Trecho da página
Decisões judiciais paradigmáticas e a sua vinculatividade na esfera administrativa fiscal

Embora tenha surgido na primeira década do século corrente e tenha se intensificado na segunda, especialmente a partir da promulgação do CPC/15, continua intensa no âmbito do processo civil brasileiro a discussão acerca da eficácia das decisões judiciais paradigmáticas e da técnica de julgamento dos precedentes vinculantes. Isso se deve em grande medida ao avanço na doutrina nacional de concepções sobre as teorias do Direito e das normas que abandonam o paradigma da univocidade dos textos legais, isto é, de que a atividade interpretativa se resume ao emprego de um silogismo lógico-formal[1] calcado na tipicidade cerrada e no refinamento linguístico como elementos capazes de 'extrair' a norma da legislação. Partindo de uma concepção argumentativa da interpretação, que não nega a intrínseca indeterminação da linguagem,[2] o Código de Processo Civil de 2015 consolidou e ampliou a tendência já presente no ordenamento brasileiro do emprego de teses jurídicas paradigmáticas, estruturando a sistemática dos precedentes, técnica de julgamento que fixa o papel vinculante de decisões especialmente dos tribunais superiores. Isso posto, faz-se necessário questionar se esses novos paradigmas alcançam – e se devem alcançar – a esfera administrativa fiscal, pautada tradicionalmente na legalidade estrita e na aversão ao emprego de entendimentos judiciais como critério de decisão.

Em primeiro lugar, é oportuno destacar a importância do processo administrativo fiscal no contexto jurídico brasileiro. Trata-se de meio voltado à averiguação pela própria Administração, com auxílio do contribuinte, da higidez do poder de tributar exercido, no que se compreende como um controle prévio de legalidade dos seus próprios atos. Ademais, pela composição dos seus órgãos julgadores, o processo administrativo fiscal permite que questões técnicas sejam discutidas de forma mais rigorosa. Além de reforçar a correção do ato administrativo e a sua legitimidade, o processo administrativo fiscal contribui para reduzir os litígios submetidos à apreciação do Poder Judiciário. Todavia, o âmbito de análise administrativo não se equipara ao judicial, estando vinculado de forma estrita à legislação tributária, condição que colabora para uma postura defensiva quando se discute temas que envolvem a sua superação, ainda que parcial, não obstante eventual consolidação do entendimento judicial em determinado sentido. Nesse contexto é que se deve averiguar a pertinência do debate sobre os precedentes no processo administrativo fiscal.

Tarefa proposta a
Selecione e copie cada linha dos registros que contenha a sequência "mask".

Material apresentado
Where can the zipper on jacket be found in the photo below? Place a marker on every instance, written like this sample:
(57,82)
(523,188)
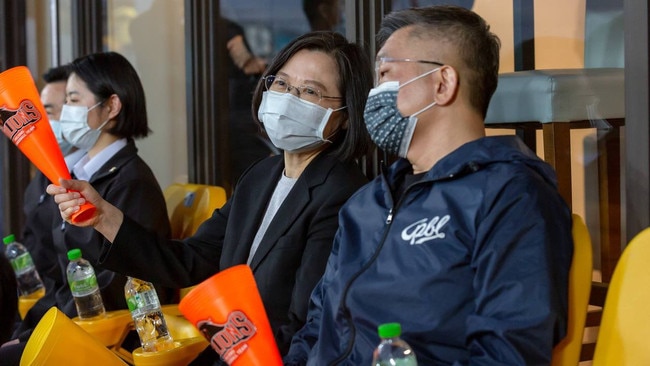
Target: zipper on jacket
(343,306)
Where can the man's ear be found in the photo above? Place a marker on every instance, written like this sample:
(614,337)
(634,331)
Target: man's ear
(447,87)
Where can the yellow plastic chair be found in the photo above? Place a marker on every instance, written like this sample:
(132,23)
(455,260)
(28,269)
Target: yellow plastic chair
(625,326)
(111,331)
(188,341)
(57,340)
(567,352)
(188,205)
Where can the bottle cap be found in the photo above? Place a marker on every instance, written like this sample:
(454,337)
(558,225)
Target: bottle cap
(389,330)
(9,239)
(74,254)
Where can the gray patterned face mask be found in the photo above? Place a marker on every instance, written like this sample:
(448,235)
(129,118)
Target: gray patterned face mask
(388,128)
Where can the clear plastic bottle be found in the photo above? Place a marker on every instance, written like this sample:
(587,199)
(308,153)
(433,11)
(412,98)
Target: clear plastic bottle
(392,350)
(84,288)
(142,299)
(29,282)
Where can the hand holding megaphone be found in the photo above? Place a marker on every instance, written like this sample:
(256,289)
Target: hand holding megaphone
(24,121)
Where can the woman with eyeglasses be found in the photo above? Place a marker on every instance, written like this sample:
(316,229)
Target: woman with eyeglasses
(282,217)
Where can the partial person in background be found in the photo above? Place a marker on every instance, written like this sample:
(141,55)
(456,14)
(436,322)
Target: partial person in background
(39,208)
(248,143)
(322,14)
(465,240)
(282,216)
(103,115)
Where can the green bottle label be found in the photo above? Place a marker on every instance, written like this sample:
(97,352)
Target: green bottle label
(84,286)
(142,302)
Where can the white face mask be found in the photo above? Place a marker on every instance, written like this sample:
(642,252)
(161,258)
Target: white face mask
(75,129)
(293,124)
(64,145)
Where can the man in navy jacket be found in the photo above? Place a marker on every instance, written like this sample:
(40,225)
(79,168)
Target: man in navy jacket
(465,240)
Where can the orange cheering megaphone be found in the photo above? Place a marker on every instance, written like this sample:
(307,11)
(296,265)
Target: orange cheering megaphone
(24,121)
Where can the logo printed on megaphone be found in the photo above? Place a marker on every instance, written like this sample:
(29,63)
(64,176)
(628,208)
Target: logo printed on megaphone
(17,124)
(229,340)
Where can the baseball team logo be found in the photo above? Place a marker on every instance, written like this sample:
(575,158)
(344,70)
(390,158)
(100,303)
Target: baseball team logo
(229,340)
(17,124)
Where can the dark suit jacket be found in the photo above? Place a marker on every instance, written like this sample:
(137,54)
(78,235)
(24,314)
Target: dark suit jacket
(291,257)
(127,182)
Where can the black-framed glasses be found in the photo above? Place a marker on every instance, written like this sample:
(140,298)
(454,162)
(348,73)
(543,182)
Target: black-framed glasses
(381,60)
(304,92)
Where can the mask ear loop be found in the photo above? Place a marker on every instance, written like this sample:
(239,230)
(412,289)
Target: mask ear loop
(417,78)
(327,139)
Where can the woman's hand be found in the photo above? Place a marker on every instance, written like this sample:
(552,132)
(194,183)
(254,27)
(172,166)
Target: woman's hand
(71,194)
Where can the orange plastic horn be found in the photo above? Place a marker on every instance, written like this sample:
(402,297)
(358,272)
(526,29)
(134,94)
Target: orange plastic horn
(227,309)
(24,121)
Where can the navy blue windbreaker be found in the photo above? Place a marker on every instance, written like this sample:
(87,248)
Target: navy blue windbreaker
(472,260)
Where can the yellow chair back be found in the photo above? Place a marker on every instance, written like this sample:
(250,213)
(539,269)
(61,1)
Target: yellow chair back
(57,340)
(188,205)
(567,352)
(625,325)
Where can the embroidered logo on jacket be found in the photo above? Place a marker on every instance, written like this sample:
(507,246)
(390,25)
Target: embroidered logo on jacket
(424,230)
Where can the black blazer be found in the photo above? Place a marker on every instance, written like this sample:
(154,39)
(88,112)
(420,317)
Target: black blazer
(291,257)
(127,182)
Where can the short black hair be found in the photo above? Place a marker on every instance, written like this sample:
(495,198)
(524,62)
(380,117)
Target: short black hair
(8,298)
(354,82)
(108,73)
(475,44)
(57,73)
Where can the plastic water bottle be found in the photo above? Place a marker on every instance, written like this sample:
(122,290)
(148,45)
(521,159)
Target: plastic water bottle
(142,299)
(29,282)
(392,350)
(84,288)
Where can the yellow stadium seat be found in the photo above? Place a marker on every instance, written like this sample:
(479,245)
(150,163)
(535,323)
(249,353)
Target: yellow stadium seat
(567,352)
(188,205)
(625,326)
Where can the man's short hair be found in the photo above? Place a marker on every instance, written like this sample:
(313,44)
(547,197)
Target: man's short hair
(476,46)
(57,73)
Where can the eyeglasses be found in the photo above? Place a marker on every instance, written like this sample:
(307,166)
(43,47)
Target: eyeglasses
(381,60)
(308,93)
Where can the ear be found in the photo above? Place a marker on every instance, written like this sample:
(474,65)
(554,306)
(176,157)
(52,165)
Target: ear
(447,87)
(114,105)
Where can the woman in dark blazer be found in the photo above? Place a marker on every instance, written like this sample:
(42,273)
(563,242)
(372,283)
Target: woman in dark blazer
(103,116)
(282,217)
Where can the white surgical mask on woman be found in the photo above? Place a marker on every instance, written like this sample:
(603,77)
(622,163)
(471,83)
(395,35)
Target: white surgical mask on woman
(75,129)
(293,124)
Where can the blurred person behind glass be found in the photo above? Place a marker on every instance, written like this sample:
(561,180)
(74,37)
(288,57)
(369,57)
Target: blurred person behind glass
(282,216)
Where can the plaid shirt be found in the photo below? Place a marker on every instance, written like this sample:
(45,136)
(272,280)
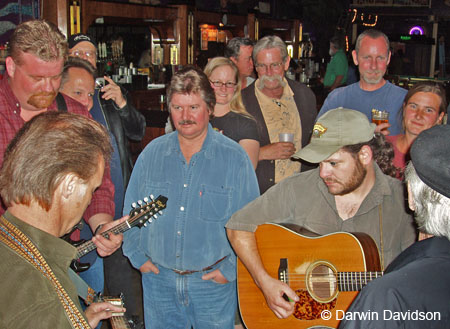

Tarefa proposta b
Responda, com base no trecho sobre decisões judiciais paradigmáticas:
(i) Em qual década do século corrente a discussão sobre a eficácia dessas decisões se intensificou?
(ii) Qual diploma consolidou e ampliou o emprego de teses jurídicas paradigmáticas?
(iii) Além de reforçar a correção e a legitimidade do ato administrativo, para que contribui o processo administrativo fiscal?

Resolução detalhada a
Where can the gray patterned face mask be found in the photo above? Place a marker on every instance, written like this sample:
Target: gray patterned face mask
Where can the white face mask be found in the photo above? Place a marker on every instance, written like this sample:
Target: white face mask
Where can the mask ear loop be found in the photo above? Place a marker on every instance, written like this sample:
Target: mask ear loop
Where can the white surgical mask on woman be found in the photo above? Place a marker on every instance, written like this sample:
Target: white surgical mask on woman

Resolução detalhada b
(i) Na segunda década.
(ii) O Código de Processo Civil de 2015.
(iii) Para reduzir os litígios submetidos à apreciação do Poder Judiciário.